Items from a data source>
/---

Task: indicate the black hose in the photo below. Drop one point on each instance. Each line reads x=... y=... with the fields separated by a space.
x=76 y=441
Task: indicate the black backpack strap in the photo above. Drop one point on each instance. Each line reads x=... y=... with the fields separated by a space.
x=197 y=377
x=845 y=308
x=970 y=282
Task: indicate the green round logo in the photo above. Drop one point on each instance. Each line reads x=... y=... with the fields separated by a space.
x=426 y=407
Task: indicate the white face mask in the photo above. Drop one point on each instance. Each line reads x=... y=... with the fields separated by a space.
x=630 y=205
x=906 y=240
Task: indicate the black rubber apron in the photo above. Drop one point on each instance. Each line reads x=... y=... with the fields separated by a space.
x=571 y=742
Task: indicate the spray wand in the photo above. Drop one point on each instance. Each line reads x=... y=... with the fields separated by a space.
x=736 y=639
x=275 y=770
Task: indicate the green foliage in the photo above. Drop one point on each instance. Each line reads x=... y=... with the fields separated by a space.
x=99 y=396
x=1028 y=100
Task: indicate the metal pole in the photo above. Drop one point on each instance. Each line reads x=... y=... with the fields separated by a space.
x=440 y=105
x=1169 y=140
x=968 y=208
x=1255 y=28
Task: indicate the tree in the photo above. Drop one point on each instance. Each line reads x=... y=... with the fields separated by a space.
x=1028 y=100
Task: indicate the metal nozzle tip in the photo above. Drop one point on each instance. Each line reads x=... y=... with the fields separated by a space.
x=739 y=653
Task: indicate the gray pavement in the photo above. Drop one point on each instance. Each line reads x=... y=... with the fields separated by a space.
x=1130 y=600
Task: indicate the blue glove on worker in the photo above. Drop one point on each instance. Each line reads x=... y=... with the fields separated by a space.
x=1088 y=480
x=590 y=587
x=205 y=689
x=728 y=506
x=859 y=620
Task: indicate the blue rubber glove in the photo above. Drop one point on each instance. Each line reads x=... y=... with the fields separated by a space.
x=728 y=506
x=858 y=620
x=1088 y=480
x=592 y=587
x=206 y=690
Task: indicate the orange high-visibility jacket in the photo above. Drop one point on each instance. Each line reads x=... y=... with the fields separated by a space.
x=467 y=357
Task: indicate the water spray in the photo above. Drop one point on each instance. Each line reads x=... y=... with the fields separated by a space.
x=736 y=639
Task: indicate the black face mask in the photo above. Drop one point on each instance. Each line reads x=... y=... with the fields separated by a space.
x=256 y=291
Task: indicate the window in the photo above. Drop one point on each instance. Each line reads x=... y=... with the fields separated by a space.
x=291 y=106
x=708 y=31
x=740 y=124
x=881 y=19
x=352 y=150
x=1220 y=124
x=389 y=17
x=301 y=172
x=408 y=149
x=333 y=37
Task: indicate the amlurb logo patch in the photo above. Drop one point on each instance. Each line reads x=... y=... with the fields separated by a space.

\---

EXERCISE AIM> Please rewrite the rows in the stretch from the line containing "Task: indicate the black face" through the end of the rows as a numbered list, leaving out any blank lines.

CORRECT RESPONSE>
1. Task: indicate the black face mask in the photo above. Drop one point on each instance. Each line reads x=... y=... with the fields separated by a space.
2. x=256 y=291
3. Task: indicate the window in the photo above. Drop one point on each instance. Each line reads x=... y=... with the fields separated by a space.
4. x=291 y=106
5. x=708 y=31
6. x=740 y=124
7. x=881 y=19
8. x=352 y=150
9. x=1220 y=124
10. x=389 y=17
11. x=301 y=172
12. x=408 y=149
13. x=333 y=37
14. Task: indicate the amlurb logo patch in the photo above. Drop one point on each instance. Each line reads x=... y=... with the fields separated by a space.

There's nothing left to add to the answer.